──────── TEXT ZUR PRÜFUNG
Gregory Porter – „Christmas Wish“
Als Gregory Porter 2013 einen Vertrag bei dem Jazzlabel Blue Note erhielt, blickte er bereits auf eine längere Sängerkarriere zurück. Damals veröffentlichte er sein erstes Blue-Note-Album „Liquid Spirit“. In regelmäßigen Abständen folgten weitere: „Take Me To The Alley“ (2016), „Nat King Cole And Me“ (2017) und „All Rise“ (2020). Inzwischen gilt er als einer der erfolgreichsten Jazz-Sänger.
Nun also legt Gregory Porter sein erstes Weihnachtsalbum vor und so exzellent, wie er in seinem künstlerischen Ausdruck und seinen stimmlichen Qualitäten ist, so wählerisch war er bei der Zusammenstellung des Repertoires. Neben Weihnachtsklassikern wie „Silent Night“ und drei Eigenkompositionen, darunter auch der Titelsong wie „Christmas Wish“, präsentiert Porter zeitlose Klassiker des Genres und zollt damit zugleich den Großen seiner Zunft auf ganz eigene Art seinen Tribut.
────────────────
──────── DATENSATZAUSZÜGE
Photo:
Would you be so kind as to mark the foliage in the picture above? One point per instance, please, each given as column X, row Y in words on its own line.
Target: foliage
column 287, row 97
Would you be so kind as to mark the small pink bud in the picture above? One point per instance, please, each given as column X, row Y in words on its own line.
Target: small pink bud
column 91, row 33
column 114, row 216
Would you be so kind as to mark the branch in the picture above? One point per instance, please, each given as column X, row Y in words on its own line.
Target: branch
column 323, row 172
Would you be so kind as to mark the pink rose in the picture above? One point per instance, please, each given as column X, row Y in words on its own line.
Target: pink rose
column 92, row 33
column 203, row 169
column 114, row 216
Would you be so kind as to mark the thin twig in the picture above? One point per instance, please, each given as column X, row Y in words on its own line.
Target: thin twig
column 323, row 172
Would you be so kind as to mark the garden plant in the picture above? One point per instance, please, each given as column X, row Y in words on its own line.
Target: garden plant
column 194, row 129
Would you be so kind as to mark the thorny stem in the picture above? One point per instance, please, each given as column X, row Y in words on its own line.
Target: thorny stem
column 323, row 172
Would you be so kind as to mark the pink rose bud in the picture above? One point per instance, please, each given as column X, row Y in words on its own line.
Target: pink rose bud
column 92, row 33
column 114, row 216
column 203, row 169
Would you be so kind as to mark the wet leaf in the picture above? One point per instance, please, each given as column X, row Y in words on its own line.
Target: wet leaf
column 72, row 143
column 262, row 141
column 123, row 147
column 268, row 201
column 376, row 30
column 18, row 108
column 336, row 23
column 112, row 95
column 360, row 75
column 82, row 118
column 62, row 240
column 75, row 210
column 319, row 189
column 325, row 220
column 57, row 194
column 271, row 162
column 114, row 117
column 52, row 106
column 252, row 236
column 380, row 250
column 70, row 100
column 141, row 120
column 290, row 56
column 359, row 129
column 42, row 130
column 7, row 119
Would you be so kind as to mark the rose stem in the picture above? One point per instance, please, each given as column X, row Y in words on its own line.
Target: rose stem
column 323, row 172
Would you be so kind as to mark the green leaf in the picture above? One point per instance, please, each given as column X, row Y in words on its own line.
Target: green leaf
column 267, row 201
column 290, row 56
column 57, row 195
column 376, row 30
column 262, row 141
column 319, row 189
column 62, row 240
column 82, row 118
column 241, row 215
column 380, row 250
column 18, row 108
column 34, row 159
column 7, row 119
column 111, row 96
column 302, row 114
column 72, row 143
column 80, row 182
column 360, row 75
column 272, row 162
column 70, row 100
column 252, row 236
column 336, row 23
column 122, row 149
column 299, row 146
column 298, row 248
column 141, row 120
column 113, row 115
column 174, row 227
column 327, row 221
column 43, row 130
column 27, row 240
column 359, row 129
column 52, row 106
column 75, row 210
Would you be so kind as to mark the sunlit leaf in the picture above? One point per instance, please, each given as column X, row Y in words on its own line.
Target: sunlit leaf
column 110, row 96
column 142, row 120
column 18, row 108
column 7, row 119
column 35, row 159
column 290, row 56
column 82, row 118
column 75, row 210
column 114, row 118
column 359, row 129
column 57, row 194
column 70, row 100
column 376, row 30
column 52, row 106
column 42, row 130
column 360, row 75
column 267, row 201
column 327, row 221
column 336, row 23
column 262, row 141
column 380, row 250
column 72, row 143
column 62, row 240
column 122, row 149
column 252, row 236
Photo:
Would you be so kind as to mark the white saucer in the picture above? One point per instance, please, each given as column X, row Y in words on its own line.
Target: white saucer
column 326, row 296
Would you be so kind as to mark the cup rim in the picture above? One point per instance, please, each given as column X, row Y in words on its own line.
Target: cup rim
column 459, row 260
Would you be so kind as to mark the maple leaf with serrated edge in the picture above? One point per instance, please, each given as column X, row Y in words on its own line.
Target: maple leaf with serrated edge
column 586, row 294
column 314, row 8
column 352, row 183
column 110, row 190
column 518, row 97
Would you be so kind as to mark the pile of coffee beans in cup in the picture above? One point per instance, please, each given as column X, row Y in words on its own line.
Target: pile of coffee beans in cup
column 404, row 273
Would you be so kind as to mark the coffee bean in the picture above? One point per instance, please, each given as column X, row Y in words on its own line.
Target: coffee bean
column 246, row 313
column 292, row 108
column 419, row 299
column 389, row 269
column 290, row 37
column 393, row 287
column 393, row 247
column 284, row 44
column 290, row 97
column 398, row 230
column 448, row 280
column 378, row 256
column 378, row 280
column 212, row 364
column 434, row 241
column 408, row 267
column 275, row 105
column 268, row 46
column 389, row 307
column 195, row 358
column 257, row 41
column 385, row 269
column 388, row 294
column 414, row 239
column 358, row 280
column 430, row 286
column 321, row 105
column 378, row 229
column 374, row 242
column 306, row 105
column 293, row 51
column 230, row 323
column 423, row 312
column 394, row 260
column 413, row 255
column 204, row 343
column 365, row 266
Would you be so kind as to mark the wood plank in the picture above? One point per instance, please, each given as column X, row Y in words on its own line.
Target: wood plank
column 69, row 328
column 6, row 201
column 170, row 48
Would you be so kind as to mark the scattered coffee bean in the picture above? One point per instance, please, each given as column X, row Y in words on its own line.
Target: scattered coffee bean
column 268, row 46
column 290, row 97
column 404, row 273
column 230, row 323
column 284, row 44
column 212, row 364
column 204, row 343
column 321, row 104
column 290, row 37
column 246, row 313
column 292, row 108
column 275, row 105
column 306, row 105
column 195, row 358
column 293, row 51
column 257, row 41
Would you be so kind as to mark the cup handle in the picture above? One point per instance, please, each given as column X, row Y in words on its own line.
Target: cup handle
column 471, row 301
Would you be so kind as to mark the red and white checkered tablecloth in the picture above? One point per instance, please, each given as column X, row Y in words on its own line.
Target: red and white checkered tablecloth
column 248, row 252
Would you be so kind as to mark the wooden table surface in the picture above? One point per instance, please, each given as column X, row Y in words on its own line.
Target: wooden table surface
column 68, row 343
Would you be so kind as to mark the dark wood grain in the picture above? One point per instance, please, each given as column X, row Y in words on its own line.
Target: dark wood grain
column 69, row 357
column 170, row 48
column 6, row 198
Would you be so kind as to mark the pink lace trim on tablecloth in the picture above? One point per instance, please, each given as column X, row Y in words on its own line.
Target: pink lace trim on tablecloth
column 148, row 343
────────────────
Gib aus dem Text über Gregory Porter bitte den Abschnitt wortgetreu aus, der bei „Nun also legt“ beginnt und bei „Art seinen Tribut.“ endet. Die Datensätze werden hier nicht gebraucht.

Nun also legt Gregory Porter sein erstes Weihnachtsalbum vor und so exzellent, wie er in seinem künstlerischen Ausdruck und seinen stimmlichen Qualitäten ist, so wählerisch war er bei der Zusammenstellung des Repertoires. Neben Weihnachtsklassikern wie „Silent Night“ und drei Eigenkompositionen, darunter auch der Titelsong wie „Christmas Wish“, präsentiert Porter zeitlose Klassiker des Genres und zollt damit zugleich den Großen seiner Zunft auf ganz eigene Art seinen Tribut.